WHAT YOU NEED TO DO: Each record below is to be reproduced without any change.

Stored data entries
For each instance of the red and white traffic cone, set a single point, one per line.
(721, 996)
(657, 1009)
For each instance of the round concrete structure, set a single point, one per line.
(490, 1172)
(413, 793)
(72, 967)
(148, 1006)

ANSWER TO THIS PROBLEM:
For each instance of the red and white traffic cone, set a single point, one per line.
(721, 996)
(657, 1009)
For each instance of the round concrete structure, set a single point, one per line.
(490, 1172)
(413, 793)
(72, 967)
(148, 1006)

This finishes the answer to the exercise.